ABOUT THIS EXERCISE | Every line of the material must be copied exactly.
───
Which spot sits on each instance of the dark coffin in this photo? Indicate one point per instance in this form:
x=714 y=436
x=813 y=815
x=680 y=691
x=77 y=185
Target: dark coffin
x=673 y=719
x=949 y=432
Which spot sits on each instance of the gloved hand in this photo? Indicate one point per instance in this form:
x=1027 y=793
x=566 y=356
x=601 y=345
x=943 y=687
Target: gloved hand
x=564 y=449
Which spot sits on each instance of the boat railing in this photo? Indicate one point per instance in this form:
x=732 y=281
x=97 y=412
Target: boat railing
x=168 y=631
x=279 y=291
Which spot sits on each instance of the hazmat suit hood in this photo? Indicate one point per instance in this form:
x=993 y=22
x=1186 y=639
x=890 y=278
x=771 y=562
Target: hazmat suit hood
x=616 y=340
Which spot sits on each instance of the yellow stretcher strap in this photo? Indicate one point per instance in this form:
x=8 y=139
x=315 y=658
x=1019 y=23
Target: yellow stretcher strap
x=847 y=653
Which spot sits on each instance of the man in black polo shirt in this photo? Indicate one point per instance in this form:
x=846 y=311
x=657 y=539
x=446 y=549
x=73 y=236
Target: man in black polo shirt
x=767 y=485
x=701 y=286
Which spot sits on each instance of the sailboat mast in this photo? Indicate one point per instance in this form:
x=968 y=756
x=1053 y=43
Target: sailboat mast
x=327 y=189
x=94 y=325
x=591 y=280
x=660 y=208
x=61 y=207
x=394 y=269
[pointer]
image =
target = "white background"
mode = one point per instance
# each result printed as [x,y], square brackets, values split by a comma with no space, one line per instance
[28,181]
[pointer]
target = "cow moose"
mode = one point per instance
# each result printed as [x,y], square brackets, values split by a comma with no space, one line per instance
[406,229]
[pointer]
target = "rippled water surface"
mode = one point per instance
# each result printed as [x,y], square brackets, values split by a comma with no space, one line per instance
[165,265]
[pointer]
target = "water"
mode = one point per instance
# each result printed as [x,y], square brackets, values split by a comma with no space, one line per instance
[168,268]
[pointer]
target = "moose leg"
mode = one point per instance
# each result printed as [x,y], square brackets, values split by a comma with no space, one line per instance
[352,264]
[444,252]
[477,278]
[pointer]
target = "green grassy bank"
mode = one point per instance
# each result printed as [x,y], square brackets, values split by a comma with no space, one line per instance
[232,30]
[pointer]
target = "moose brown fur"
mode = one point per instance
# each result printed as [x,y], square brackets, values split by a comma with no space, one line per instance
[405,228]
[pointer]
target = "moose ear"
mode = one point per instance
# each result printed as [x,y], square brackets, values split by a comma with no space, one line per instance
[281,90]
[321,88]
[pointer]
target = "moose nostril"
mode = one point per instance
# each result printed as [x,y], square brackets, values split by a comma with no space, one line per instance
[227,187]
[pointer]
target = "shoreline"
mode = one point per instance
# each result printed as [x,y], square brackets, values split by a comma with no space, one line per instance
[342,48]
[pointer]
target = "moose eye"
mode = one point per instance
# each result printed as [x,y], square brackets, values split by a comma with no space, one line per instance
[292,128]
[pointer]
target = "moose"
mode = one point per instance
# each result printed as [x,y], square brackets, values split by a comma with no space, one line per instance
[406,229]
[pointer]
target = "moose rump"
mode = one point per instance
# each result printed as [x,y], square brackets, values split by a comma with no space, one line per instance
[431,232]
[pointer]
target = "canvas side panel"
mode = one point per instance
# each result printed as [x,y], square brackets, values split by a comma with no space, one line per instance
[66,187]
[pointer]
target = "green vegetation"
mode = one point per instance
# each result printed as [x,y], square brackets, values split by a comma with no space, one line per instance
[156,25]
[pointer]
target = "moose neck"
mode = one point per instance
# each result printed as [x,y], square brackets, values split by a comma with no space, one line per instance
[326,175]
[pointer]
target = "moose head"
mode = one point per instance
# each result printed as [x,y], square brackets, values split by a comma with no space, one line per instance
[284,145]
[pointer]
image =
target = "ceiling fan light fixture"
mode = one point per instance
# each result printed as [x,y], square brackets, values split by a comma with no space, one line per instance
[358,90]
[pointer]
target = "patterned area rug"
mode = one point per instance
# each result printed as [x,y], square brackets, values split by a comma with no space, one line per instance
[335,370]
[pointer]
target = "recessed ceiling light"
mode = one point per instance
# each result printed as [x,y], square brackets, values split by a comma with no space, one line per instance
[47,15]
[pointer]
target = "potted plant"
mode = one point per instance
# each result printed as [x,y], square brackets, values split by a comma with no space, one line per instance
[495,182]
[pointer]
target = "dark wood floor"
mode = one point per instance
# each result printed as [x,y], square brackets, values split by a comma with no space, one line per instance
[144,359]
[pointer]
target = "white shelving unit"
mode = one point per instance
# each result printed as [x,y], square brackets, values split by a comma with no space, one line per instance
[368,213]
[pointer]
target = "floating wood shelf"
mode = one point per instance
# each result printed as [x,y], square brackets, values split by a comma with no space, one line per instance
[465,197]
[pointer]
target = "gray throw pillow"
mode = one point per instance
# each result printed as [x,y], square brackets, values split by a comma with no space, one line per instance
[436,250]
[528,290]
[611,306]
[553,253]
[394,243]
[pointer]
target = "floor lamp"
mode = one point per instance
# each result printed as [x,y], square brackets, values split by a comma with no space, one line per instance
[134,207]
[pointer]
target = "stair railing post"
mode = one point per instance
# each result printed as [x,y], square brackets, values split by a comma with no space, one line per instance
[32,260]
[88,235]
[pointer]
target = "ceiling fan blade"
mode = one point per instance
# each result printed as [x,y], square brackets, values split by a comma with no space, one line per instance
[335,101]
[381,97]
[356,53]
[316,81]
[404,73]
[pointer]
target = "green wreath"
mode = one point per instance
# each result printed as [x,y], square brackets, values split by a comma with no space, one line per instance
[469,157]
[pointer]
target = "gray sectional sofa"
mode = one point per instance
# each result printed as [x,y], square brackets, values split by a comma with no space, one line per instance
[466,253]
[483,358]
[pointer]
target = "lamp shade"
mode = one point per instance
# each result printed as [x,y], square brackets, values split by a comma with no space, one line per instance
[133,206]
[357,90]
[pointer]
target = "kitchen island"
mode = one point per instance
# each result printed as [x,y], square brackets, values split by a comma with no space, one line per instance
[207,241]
───
EXERCISE ANSWER |
Which spot sits on each instance of the dark coffin in this photo? Indicate one point per instance in this form:
x=714 y=436
x=813 y=815
x=680 y=691
x=77 y=185
Target: dark coffin
x=673 y=719
x=949 y=432
Which spot sits on each instance of the gloved hand in this photo? Indicate one point per instance in this form:
x=1027 y=793
x=566 y=356
x=601 y=345
x=943 y=687
Target: gloved hand
x=564 y=449
Which spot sits on each instance of the boat railing in this photo? Indicate one point per instance in this form:
x=732 y=281
x=97 y=412
Target: boat railing
x=168 y=631
x=279 y=291
Which spot sits on each instance of the hazmat suit hood in this photo? Indicate one point per instance in this form:
x=993 y=22
x=1186 y=639
x=890 y=278
x=771 y=562
Target: hazmat suit hood
x=616 y=340
Which spot sits on each instance of the yellow stretcher strap in this photo? Indicate one point per instance in this form:
x=8 y=139
x=315 y=658
x=1019 y=23
Target: yellow stretcher strap
x=847 y=653
Which spot sits on each instance of the man in black polo shirt in this photo? Indicate one point per instance in this form:
x=846 y=311
x=657 y=539
x=446 y=549
x=73 y=236
Target: man in black polo shirt
x=767 y=485
x=701 y=286
Which spot sits on each instance of the sailboat mast in this photo? Indicate one point per instance in this form:
x=968 y=756
x=1053 y=43
Target: sailboat mast
x=327 y=189
x=94 y=325
x=591 y=280
x=660 y=208
x=61 y=207
x=394 y=269
[pointer]
image =
target = "white background"
mode = one point per instance
# each result printed as [x,y], square brackets, values split by a comma with no space, one line per instance
[28,181]
[pointer]
target = "cow moose"
mode = one point per instance
# each result printed as [x,y], square brackets, values split by a comma with no space, one line per instance
[406,229]
[pointer]
target = "rippled water surface"
mode = one point per instance
# each result printed as [x,y], square brackets, values split by a comma with no space, one line per instance
[165,265]
[pointer]
target = "water"
mode = one point per instance
# each result printed as [x,y], square brackets, values split by a comma with no space, one line per instance
[168,268]
[pointer]
target = "moose leg"
mode = one point per instance
# each result printed as [x,y], square brackets, values split by a comma with no space, one line per instance
[352,264]
[444,252]
[477,278]
[pointer]
target = "green grassy bank"
mode = one point per instance
# each result printed as [x,y], square brackets, values split by a comma with no space, one line per instance
[232,30]
[pointer]
target = "moose brown fur"
mode = one point per instance
# each result printed as [x,y], square brackets, values split by a comma with no space, one line per instance
[405,228]
[pointer]
target = "moose ear"
mode = one point per instance
# each result printed as [x,y], square brackets, values split by a comma with no space, one line per instance
[281,90]
[321,88]
[pointer]
target = "moose nostril"
mode = one point per instance
# each result printed as [x,y], square brackets, values split by a comma with no space, one line per instance
[227,187]
[pointer]
target = "shoreline"
mode = one point per instance
# each result printed as [x,y], square brackets, values split by a comma with no space, one line per instance
[342,48]
[pointer]
target = "moose eye"
mode = one point per instance
# each result printed as [x,y], square brackets, values split by a comma with no space, one line per instance
[292,128]
[pointer]
target = "moose"
mode = one point per instance
# each result printed as [x,y], square brackets, values split by a comma with no space, one line per instance
[406,229]
[pointer]
target = "moose rump"
mode = one point per instance
# each result printed as [x,y], square brackets, values split by a comma with no space, one line per instance
[431,232]
[pointer]
target = "canvas side panel"
mode = one point per instance
# each result printed as [x,y], square brackets, values split by a comma with no space, one line per instance
[66,187]
[pointer]
target = "green vegetation"
mode = one point per instance
# each result printed as [x,y], square brackets, values split by a comma with no space, one line per instance
[156,25]
[pointer]
target = "moose neck"
mode = one point per instance
# each result printed as [x,y], square brackets, values split by a comma with no space, one line per instance
[326,175]
[pointer]
target = "moose head"
mode = one point per instance
# each result printed as [x,y], square brackets, values split by a comma with no space, one line per instance
[284,145]
[pointer]
image =
target = "ceiling fan light fixture"
mode = one point per instance
# each result printed as [x,y], square brackets, values split by a comma with no space, one line per instance
[358,90]
[pointer]
target = "patterned area rug"
mode = one point per instance
# each result printed as [x,y], square brackets, values split by a comma with no space, one line per instance
[335,370]
[pointer]
target = "recessed ceiling light"
mode = one point per instance
# each result printed as [x,y], square brackets, values split by a comma with no space, one line per instance
[47,15]
[pointer]
target = "potted plant"
mode = one point per instance
# each result printed as [x,y], square brackets, values split by a comma with no space, one line per instance
[495,182]
[pointer]
target = "dark wood floor"
mode = one point per instance
# each result printed as [x,y], square brackets, values split by a comma with no space, one line per instance
[144,359]
[pointer]
target = "white shelving unit"
mode = one point per instance
# each result printed as [x,y], square brackets, values split by a comma with no space, one line per instance
[368,213]
[pointer]
target = "floating wood shelf"
mode = one point per instance
# each result printed as [x,y], square brackets, values split by a comma with no space, one line per instance
[465,197]
[pointer]
target = "gray throw pillow"
mode = one point per instance
# each result printed as [x,y], square brackets, values split by a comma with no space, one line per instance
[436,250]
[528,290]
[611,306]
[553,253]
[394,243]
[pointer]
target = "floor lamp"
mode = one point per instance
# each result printed as [x,y], square brackets, values split by a comma with no space, one line per instance
[134,207]
[pointer]
target = "stair railing post"
mode = one point per instance
# each result printed as [x,y], square brackets, values split by a comma with no space, one line per instance
[32,260]
[88,235]
[pointer]
target = "ceiling fan blade"
mode = one point per instance
# each result printed as [x,y], square brackets, values split by a comma with no space, one line per instance
[335,101]
[381,97]
[356,53]
[316,81]
[404,73]
[pointer]
target = "green wreath"
mode = one point per instance
# each result printed as [x,y], square brackets, values split by a comma with no space, one line per instance
[469,157]
[pointer]
target = "gray sectional sofa"
mode = one point per instance
# each result printed as [x,y], square brackets, values split by a comma with no space, one line per instance
[466,253]
[483,358]
[pointer]
target = "lamp shade"
mode = one point per instance
# each result printed as [x,y], square brackets, values split by a comma with no space, one line per instance
[133,206]
[357,90]
[pointer]
target = "kitchen island"
mode = one point per instance
# each result printed as [x,y], square brackets, values split by a comma with no space, one line per instance
[207,241]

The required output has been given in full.